# DOCUMENT EXCERPT:
----------

REVIEWED BY DAVID VINEYARD:


SIMON RAVEN – The Sabre Squadron. Anthony Blond, UK, hardcover, 1966. Harper & Row, US, 1967. Reprinted several times, including Panther, UK, paperback, 1967; Beaufort, US, hardcover, 1987.

   It was said of Simon Raven “he had the mind of a cad but the pen of an angel,” a statement that explains why much of his work has the wicked appeal of really juicy gossip; nasty, bawdy, cruel, but impossible not to listen to. If you can imagine Christopher Hitchens rudely crossed with Kingsley Amis and Gore Vidal you at least approach Raven’s unique voice.

   In the period following the Second World War he produced a series of ten novels known as the Alms for Oblivion sequence that have been compared to Anthony Powell, C.P. Snow, and Evelyn Waugh, and yet have their own wicked glories. Many of these books and his other works touch on elements of crime, suspense, intrigue, and murder, and The Sabre Squadron, from the Alms sequence is a glimpse at the icy hell beneath the glamour of the world of James Bond:

   The Sabre Squadron follows the fate of Daniel Mond, a mathematician in post-war England sent to Gottingen in Germany in 1952 to work on the Dortmund papers, the work of a brilliant mathematician whose work was ignored by the Nazis in favor of their atomic and rocket research, but which now has been found to have some value. “…it’s hard to see why he behaved as he did (Daniel writes of a colleague’s reaction to learning Daniel will be working on the Dortmund Papers); he went on at me as if I were practicing Black Magic or hunting for the Philosopher’s Stone.”

----------

# RECORD EXTRACTS:

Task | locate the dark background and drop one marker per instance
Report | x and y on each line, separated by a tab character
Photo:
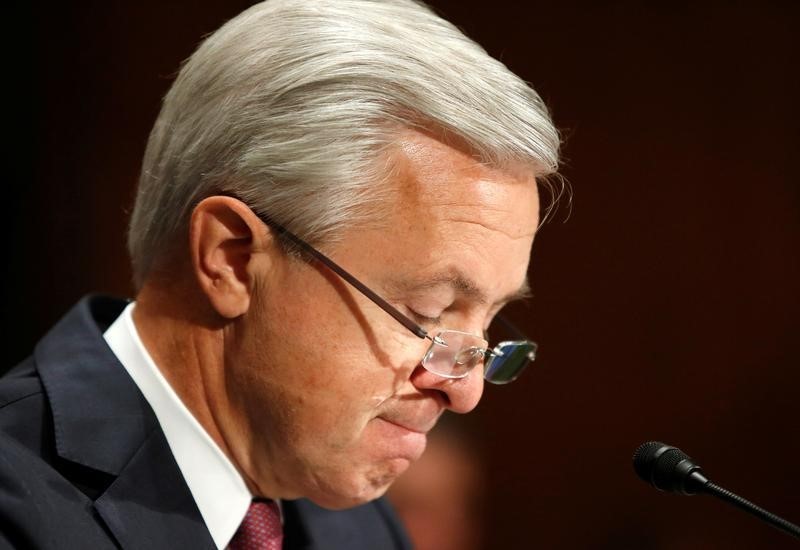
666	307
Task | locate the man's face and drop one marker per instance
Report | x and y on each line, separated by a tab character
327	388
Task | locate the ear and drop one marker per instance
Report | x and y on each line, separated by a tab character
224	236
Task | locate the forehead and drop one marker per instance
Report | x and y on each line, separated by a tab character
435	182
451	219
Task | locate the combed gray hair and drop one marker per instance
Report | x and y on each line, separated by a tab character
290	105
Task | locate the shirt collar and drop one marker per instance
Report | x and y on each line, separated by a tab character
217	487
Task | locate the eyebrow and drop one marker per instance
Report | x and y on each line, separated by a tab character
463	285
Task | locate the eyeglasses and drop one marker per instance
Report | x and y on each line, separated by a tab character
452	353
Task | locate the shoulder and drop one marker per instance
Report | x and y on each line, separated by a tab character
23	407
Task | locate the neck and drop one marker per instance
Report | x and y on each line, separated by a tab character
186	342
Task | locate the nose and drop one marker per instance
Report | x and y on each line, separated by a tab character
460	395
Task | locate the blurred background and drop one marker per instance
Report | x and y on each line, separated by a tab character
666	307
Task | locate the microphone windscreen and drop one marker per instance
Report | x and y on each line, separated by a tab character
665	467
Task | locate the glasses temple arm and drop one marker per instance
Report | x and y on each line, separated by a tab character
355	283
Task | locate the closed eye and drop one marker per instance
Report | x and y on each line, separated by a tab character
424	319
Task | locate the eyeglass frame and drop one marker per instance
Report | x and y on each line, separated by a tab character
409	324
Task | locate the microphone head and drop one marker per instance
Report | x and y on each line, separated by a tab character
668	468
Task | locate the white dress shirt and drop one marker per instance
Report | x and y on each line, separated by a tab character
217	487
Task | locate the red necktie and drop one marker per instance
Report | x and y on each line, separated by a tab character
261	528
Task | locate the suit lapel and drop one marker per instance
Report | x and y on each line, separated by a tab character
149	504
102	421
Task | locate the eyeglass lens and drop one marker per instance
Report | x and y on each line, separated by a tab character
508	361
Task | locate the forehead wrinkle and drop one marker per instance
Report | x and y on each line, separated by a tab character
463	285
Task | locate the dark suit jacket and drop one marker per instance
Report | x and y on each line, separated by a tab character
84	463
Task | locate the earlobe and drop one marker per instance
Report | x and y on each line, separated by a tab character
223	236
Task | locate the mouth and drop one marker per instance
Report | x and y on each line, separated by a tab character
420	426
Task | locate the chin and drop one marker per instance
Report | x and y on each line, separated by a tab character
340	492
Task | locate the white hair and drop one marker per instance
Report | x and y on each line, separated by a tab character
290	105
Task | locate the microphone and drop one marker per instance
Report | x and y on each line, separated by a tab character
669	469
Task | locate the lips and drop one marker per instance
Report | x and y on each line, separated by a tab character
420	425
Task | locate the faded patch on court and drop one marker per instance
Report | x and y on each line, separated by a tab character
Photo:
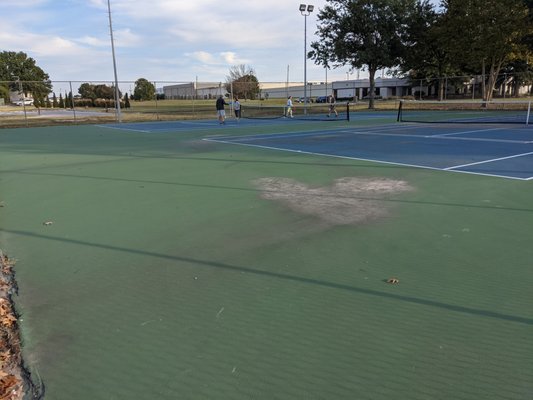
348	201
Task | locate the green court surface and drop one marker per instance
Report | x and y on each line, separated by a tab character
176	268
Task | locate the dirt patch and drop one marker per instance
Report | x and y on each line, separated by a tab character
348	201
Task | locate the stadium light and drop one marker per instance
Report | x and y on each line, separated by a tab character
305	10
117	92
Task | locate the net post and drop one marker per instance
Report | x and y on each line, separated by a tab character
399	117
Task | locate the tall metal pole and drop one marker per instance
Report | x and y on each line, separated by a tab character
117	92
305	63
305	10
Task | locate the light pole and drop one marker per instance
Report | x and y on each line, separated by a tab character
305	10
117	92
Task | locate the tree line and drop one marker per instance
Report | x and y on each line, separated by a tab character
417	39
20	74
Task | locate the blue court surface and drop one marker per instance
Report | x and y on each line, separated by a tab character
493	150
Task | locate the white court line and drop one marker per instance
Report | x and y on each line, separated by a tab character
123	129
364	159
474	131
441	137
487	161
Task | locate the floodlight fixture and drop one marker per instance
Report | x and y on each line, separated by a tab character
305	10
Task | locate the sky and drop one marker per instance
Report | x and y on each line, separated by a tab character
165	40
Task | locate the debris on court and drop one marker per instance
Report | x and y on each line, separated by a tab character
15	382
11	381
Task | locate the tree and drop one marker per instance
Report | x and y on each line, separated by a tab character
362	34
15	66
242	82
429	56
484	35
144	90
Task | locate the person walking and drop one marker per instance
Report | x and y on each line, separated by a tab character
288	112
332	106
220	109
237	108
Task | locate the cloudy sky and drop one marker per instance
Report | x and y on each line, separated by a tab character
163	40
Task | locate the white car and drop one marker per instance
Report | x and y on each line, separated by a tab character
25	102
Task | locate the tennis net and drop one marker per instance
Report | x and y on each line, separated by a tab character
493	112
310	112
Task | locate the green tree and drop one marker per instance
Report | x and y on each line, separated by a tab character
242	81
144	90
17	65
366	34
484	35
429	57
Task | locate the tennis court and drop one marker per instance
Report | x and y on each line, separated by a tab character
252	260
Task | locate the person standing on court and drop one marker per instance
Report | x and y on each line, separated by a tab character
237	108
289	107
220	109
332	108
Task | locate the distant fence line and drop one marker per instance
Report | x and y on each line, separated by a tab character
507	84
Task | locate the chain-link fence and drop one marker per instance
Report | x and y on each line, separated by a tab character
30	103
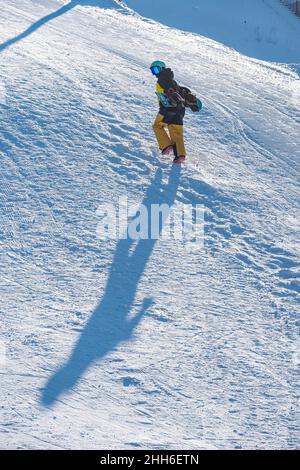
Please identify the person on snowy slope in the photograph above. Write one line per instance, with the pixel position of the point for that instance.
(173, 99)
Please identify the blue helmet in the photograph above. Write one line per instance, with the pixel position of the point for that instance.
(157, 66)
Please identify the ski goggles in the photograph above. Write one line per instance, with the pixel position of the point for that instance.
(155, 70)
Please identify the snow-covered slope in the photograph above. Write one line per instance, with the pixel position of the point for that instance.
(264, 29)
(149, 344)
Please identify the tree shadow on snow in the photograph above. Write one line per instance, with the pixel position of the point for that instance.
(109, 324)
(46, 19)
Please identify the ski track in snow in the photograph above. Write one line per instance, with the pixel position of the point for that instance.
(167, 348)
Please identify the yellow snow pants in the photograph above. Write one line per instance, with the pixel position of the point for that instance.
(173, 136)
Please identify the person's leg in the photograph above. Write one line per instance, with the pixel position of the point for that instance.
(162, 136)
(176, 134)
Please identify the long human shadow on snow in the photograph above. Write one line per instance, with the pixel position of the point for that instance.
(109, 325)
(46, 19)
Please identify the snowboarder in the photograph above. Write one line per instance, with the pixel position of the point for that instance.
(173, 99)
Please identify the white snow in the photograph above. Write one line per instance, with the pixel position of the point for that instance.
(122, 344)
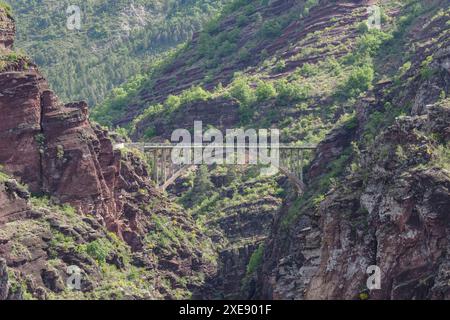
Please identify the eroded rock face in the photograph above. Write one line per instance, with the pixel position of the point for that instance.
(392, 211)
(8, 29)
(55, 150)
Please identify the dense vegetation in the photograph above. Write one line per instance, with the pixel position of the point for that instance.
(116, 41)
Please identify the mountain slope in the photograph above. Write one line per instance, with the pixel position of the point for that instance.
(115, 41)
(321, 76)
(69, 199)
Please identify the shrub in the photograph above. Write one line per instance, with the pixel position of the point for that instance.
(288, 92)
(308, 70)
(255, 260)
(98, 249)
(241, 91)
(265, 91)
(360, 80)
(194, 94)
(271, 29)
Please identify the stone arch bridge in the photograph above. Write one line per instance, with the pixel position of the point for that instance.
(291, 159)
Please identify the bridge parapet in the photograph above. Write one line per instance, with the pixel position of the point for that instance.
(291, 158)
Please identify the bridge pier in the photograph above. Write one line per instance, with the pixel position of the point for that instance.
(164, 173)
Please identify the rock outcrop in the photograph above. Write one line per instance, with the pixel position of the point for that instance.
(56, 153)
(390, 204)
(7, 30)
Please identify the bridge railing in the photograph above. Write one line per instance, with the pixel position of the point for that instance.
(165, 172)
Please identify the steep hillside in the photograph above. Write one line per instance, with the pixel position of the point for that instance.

----------

# WHAT YOU NEED TO DO:
1. According to the book review, where is Daniel Mond sent in 1952?
2. Return every line of the entries that contains the word "suit".

# WRITTEN ANSWERS:
1. To Gottingen in Germany.

2.
Task | locate the suit lapel and drop one marker per instance
Task | locate the dark suit jacket and drop one marker per instance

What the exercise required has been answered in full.